╭─ EXERCISE INPUTS

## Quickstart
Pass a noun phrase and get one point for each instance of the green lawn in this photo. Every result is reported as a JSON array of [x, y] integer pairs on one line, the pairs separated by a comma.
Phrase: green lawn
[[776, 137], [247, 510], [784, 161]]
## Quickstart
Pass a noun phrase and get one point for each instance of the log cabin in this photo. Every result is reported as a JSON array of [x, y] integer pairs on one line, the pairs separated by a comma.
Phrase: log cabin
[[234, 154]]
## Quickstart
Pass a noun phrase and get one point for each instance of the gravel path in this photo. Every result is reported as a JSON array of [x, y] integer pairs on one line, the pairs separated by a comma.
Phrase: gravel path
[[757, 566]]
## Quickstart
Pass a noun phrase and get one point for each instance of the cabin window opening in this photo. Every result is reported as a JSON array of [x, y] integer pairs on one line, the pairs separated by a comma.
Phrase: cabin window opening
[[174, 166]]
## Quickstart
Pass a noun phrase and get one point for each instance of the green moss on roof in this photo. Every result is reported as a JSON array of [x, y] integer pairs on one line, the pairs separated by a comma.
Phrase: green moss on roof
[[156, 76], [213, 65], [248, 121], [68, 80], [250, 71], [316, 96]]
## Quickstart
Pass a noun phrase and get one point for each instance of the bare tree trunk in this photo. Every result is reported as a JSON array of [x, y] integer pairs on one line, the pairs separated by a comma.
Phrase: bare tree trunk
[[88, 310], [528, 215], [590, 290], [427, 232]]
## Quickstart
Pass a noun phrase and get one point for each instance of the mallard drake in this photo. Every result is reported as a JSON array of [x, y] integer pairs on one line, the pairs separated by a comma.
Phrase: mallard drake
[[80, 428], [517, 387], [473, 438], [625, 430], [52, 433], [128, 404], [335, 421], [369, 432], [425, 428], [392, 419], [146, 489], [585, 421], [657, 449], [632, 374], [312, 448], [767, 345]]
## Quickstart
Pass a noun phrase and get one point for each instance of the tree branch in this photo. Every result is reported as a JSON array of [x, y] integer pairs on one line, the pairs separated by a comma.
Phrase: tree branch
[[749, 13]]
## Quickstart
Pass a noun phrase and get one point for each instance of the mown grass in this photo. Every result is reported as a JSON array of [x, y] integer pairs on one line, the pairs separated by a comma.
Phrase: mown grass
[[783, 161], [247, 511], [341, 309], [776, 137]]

╰─

▶ PROBLEM TO SOLVE
Take each record above and return it verbatim.

▶ FINISHED TASK
## Quickstart
Pass a noun phrase and get one point for each instance of the green lawn in this photo. Every result is reported as a JSON array of [x, y] integer pairs on one line, the pairs separated by a comma.
Phrase: green lawn
[[776, 137], [247, 510], [784, 161]]
## Quickstart
Pass a noun phrase and get one point for each instance of the log cabin in this photo. Every result is reported as a JSON array of [x, y] integer pairs on one line, the pairs separated by a comma.
Phrase: log cabin
[[234, 154]]
## Quickstart
Pass a noun phrase and get one point for each instance of the gravel path in this photo. Every result is reported as a JSON array of [x, y] integer pairs on one line, the pairs separated by a comma.
Phrase: gravel path
[[757, 566]]
## Quickstart
Pass a noun phrase and get one point for each instance of the cabin window opening in this photo. Every result is reported as a JSON array of [x, y] integer pairs on one line, the pairs separated by a comma.
Phrase: cabin window opening
[[174, 166]]
## Quickstart
Pass a noun phrase and get one point for each instance of the green moss on roof in this photo. Every result is reported as a JSON array of [x, y] integer pairs on one line, the pairs separated by a comma.
Phrase: green moss on roof
[[156, 76], [213, 65], [248, 121], [68, 80], [250, 71], [316, 96]]
## Quickstart
Pass a noun phrase and get one point for each instance of the bare tree trunk in this photo. Every result is reported as a JSON array of [x, y] integer pairs on one line, the pairs separated by a comma.
Phrase: bare tree trunk
[[88, 310], [528, 215], [590, 290], [427, 232]]
## Quickstart
Pass a noun phrase and get one point for each instance of the mallard drake in this photo. Every result is reported as a JSON array of [x, y] integer pairs on one line, the pairs separated by a comma.
Phrase: mallard drake
[[80, 428], [517, 387], [473, 438], [625, 430], [52, 433], [128, 404], [335, 421], [369, 432], [425, 428], [392, 419], [146, 489], [585, 421], [657, 449], [632, 374], [312, 448], [767, 345]]
## Quickstart
Pass a noun phrase and get one point for each instance of the tree branch in this photo. Every result is reported as a JSON array of [x, y] integer pairs on one line, the pairs separated by a comma.
Phrase: tree branch
[[749, 13]]
## Quickstart
Pass a noun phrase and get one point for each instance of the mown grass in this photo. Every result is reported as a JSON array of [x, y] integer pairs on one line, the pairs separated by a comma.
Phrase: mown grass
[[783, 161], [247, 511], [341, 309], [776, 137]]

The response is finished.